Andamos inmersos en una guerra en la que, de partida, somos perdedores. Batallar contra el Planeta es batallar contra nosotros mismos. Aún estamos a tiempo de hacernos responsables de nuestros errores y enmendar todo aquello que hemos provocado para conciliarnos de nuevo con la naturaleza. Debemos hacerlo. Como dice la ONU: transformar nuestra interacción con la naturaleza es la única vía posible para garantizar nuestra vida en este planeta.
Es tan sencillo como eso y el ejemplo de los beneficios que nos aportaría esa senda lo encontramos en el seno de la crisis del coronavirus. Como explica Fernando Valladares, profesor de investigación del CSIC, nuestra prevención ante futuras enfermedades no pasaría por una mayor inversión en medicina, sino por una apuesta por mantener estables los ecosistemas donde nacen.
“Algunos podrían esperar que la simplificación de nuestros ecosistemas podría reducir nuestro riesgo de padecer enfermedades como el coronavirus. Sin embargo, ocurre todo lo contrario: un ecosistema más complejo, con más especies entre los patógenos y nosotros, es mucho más beneficioso gracias a los servicios que nos aporta la naturaleza”.
Y no solo por los virus. Mantener un ecosistema sano también nos ayudará a paliar los efectos del cambio climático. Como detallan los científicos Bob Watson e Ivar Baste, las causas subyacentes del cambio climático y de la reducción de la biodiversidad son las mismas en ambos casos y están relacionadas con los modelos de producción y desarrollo insostenibles de los que hacemos uso. Por lo tanto, poner solución a una de ellas también implicaría trabajar dentro del campo de la otra.
“Por ejemplo, está demostrado que, con una planificación y una gestión cuidadosas, detener la deforestación y restaurar los ecosistemas degradados en los países en desarrollo puede reducir las emisiones de gases de efecto invernadero, proteger la biodiversidad, prevenir la erosión del suelo y salvaguardar el suministro de agua y combustible para las comunidades locales, todo al mismo tiempo”, detallan los investigadores.

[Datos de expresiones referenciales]

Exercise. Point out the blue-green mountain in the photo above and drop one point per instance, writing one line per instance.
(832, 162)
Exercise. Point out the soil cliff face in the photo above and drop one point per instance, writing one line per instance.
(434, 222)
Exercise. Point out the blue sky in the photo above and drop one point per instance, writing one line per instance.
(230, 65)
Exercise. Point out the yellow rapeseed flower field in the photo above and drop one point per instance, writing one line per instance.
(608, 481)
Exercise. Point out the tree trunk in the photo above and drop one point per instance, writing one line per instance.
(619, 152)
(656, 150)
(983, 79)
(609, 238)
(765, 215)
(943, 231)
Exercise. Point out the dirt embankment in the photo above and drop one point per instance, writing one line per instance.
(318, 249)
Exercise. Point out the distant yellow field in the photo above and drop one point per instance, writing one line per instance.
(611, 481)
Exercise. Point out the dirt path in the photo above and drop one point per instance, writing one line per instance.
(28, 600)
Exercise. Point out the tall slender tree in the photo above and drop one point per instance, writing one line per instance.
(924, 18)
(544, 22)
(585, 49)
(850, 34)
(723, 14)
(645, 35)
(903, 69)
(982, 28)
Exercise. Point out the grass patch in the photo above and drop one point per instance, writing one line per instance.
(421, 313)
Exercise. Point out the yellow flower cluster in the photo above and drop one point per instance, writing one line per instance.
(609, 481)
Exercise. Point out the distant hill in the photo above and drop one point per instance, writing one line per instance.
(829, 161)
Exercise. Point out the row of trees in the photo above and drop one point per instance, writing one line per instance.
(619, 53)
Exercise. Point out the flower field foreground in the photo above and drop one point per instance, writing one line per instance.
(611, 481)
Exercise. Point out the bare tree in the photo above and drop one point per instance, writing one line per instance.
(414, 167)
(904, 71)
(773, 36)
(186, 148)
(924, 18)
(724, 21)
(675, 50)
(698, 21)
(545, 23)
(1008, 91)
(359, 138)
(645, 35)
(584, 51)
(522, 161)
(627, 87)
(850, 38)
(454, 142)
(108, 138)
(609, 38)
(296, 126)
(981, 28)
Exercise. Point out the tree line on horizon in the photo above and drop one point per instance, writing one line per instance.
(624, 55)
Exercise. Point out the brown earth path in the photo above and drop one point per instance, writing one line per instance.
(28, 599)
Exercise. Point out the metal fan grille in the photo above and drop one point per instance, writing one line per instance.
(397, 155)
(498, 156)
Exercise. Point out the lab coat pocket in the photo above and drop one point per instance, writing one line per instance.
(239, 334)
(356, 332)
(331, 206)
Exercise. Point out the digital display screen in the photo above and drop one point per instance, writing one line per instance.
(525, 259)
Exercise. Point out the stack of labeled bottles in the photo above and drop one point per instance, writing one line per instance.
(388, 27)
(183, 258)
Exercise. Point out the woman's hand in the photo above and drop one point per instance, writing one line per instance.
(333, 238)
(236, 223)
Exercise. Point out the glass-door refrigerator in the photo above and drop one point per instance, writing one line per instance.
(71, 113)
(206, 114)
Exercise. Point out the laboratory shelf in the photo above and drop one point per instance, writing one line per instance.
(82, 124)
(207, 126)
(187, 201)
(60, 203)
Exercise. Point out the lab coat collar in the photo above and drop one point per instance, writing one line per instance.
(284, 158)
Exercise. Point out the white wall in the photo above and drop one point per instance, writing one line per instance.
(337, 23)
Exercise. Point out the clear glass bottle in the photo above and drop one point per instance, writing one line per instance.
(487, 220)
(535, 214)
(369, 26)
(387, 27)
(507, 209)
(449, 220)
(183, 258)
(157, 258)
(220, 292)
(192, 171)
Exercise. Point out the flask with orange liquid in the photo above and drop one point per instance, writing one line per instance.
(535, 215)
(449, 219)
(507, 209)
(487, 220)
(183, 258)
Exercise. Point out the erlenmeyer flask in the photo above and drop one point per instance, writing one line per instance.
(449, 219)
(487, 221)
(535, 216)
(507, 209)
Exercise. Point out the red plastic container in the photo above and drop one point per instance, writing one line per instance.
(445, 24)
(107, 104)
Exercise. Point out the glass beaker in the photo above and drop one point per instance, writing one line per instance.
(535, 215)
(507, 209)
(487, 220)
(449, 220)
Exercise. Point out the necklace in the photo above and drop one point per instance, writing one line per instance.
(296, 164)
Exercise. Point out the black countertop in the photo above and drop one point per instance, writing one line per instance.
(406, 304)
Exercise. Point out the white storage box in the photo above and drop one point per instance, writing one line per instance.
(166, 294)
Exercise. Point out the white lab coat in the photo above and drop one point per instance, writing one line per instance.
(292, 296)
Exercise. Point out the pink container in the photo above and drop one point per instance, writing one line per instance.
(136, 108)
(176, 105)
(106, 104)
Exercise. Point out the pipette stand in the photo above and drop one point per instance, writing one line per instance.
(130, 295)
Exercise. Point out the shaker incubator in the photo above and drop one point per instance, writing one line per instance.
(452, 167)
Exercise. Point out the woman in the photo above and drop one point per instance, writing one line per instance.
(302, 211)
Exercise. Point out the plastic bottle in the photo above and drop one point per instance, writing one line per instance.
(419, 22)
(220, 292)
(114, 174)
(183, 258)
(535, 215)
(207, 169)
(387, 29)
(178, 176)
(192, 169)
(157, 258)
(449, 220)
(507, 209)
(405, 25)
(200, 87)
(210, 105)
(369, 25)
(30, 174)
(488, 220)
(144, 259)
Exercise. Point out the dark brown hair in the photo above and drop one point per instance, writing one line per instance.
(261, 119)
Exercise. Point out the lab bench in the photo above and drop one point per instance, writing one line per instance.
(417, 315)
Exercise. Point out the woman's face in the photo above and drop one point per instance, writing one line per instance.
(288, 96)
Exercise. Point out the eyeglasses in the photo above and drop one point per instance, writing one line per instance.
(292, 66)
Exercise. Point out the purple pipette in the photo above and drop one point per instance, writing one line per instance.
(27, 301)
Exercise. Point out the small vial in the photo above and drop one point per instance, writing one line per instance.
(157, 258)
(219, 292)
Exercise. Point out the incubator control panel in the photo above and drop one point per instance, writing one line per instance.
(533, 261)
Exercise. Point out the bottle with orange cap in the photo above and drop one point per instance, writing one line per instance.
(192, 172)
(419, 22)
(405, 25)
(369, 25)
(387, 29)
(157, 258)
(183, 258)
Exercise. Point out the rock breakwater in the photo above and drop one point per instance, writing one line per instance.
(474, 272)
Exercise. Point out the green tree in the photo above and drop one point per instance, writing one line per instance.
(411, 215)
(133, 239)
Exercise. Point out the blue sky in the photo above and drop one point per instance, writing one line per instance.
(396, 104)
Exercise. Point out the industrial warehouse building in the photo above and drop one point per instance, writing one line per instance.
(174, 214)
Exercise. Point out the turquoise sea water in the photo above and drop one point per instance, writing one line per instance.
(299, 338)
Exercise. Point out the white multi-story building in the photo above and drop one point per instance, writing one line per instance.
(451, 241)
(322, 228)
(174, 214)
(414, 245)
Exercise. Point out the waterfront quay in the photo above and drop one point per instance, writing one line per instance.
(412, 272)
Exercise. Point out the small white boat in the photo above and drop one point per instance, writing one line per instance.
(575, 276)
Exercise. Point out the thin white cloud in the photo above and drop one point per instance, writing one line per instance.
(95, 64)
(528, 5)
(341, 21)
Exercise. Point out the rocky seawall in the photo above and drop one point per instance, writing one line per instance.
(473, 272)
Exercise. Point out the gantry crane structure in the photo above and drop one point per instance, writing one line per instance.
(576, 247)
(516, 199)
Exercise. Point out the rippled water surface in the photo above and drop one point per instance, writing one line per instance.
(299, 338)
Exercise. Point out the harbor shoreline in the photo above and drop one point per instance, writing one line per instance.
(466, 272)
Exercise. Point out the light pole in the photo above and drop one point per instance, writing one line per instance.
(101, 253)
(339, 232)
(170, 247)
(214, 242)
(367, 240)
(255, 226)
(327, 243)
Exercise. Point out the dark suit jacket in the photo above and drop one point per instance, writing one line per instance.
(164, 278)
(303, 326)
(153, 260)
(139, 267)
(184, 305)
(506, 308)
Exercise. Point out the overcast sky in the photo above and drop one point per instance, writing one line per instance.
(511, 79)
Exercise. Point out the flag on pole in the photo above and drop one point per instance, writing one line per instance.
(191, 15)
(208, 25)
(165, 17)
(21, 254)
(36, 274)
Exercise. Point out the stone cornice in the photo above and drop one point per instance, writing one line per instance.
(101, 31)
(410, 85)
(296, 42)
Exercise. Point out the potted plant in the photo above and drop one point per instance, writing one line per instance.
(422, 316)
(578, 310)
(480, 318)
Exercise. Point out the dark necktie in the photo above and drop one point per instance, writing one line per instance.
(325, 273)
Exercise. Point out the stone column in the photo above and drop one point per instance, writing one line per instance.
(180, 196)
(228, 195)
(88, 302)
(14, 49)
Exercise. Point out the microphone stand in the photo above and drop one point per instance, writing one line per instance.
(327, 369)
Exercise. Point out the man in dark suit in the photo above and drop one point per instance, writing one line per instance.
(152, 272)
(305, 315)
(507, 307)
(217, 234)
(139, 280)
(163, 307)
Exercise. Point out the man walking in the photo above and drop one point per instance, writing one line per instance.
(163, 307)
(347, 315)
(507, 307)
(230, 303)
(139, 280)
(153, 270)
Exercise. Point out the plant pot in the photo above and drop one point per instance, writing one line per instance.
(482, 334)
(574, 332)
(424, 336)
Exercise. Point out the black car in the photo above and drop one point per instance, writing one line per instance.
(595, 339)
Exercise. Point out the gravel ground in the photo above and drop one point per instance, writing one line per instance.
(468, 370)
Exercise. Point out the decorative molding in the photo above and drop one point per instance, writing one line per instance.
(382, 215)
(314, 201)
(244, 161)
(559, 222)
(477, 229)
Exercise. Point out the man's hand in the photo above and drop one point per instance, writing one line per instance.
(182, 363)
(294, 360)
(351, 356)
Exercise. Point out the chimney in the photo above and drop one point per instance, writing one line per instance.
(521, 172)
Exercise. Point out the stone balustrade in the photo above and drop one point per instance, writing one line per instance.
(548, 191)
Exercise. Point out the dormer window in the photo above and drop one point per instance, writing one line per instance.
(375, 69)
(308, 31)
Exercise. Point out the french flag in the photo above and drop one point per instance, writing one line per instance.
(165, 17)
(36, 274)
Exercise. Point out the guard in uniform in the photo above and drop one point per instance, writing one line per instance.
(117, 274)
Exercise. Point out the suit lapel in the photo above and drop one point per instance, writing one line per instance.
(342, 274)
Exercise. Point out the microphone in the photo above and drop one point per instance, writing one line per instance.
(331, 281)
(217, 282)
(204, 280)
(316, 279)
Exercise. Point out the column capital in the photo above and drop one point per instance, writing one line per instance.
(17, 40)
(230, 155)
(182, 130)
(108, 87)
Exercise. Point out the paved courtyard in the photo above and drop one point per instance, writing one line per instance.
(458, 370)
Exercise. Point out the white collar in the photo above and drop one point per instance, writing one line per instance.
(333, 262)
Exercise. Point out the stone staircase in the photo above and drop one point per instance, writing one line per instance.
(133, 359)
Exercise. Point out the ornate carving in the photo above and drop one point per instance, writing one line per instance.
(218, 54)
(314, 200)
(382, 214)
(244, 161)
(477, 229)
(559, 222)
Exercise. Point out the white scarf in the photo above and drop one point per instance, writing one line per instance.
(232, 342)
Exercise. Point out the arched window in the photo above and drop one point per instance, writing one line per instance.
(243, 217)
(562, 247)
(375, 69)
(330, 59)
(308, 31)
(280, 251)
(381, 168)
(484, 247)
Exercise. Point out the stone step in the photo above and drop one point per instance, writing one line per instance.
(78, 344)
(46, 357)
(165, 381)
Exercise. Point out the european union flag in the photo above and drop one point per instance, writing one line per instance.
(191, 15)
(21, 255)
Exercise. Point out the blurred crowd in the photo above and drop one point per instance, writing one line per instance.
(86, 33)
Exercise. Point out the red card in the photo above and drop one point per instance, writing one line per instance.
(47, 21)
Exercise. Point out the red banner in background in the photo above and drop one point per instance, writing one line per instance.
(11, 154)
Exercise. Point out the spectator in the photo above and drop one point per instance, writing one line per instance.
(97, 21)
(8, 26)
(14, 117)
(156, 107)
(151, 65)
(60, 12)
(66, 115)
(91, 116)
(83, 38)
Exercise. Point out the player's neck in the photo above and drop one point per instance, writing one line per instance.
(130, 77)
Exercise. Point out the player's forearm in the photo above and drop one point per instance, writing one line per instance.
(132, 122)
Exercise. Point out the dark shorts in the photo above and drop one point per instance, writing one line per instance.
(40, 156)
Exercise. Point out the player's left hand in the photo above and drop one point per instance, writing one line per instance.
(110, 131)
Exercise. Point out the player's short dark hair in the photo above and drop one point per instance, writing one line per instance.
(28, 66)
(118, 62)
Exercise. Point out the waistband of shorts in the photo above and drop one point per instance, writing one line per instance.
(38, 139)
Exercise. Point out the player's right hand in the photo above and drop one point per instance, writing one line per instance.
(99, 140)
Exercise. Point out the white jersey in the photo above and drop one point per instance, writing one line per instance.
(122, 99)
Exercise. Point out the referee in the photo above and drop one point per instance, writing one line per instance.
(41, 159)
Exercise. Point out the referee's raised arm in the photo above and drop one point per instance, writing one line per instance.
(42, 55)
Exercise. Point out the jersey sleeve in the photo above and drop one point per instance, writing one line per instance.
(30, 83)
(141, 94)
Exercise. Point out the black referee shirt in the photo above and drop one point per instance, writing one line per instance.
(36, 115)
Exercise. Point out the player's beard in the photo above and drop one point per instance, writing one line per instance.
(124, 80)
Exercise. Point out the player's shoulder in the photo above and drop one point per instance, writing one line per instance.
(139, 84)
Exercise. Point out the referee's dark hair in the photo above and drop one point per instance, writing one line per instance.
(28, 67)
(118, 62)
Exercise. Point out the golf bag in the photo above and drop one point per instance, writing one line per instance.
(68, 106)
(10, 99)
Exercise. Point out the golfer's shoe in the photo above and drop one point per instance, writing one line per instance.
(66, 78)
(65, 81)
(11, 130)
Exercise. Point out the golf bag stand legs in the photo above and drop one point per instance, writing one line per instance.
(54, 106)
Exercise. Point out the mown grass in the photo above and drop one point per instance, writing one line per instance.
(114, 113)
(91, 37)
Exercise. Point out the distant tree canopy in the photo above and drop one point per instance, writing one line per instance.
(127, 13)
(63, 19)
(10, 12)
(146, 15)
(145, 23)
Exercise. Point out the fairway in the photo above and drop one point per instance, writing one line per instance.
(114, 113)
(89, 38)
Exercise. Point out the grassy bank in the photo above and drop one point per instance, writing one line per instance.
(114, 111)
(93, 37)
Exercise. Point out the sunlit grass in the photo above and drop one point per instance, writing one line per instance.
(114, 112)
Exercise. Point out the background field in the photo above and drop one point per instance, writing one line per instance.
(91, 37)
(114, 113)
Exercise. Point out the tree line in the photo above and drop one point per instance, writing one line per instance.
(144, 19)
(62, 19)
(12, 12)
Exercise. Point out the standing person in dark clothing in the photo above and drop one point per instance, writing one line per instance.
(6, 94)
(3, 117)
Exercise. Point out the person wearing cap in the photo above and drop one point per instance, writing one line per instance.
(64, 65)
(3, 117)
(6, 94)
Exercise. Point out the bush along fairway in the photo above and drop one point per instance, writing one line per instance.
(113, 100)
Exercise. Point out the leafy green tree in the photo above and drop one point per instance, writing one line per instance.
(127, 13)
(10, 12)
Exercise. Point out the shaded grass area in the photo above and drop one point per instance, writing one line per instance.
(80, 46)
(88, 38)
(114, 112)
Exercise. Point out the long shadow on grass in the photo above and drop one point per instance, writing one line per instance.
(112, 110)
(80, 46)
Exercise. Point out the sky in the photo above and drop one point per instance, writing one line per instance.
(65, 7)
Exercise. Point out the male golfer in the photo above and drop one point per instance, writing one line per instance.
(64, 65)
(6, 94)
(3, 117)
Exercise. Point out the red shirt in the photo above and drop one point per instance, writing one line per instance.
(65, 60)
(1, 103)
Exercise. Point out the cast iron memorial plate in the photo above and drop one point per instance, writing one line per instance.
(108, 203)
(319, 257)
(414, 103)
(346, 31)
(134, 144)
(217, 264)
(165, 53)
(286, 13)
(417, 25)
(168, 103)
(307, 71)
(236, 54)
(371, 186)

Ejercicios:
[1] Transcribe del fragmento sobre la naturaleza el tramo que va desde «Y no solo por» hasta «de la otra.».
[2] Según el fragmento sobre la naturaleza, ¿qué cargo ocupa Fernando Valladares?
El listado no guarda relación con el fragmento sobre la naturaleza.

Respuestas por ejercicio:
[1]
Y no solo por los virus. Mantener un ecosistema sano también nos ayudará a paliar los efectos del cambio climático. Como detallan los científicos Bob Watson e Ivar Baste, las causas subyacentes del cambio climático y de la reducción de la biodiversidad son las mismas en ambos casos y están relacionadas con los modelos de producción y desarrollo insostenibles de los que hacemos uso. Por lo tanto, poner solución a una de ellas también implicaría trabajar dentro del campo de la otra.

[2] Es profesor de investigación del CSIC.